REQUIRED TASK: Reproduce the listing below line for line, leaving every character unchanged.

Stored items:
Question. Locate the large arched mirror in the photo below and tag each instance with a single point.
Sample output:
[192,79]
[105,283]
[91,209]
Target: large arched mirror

WRITTEN RESPONSE:
Question. Locate the large arched mirror in the photo below and tag each instance with a single point.
Sample output:
[192,79]
[105,283]
[91,209]
Target: large arched mirror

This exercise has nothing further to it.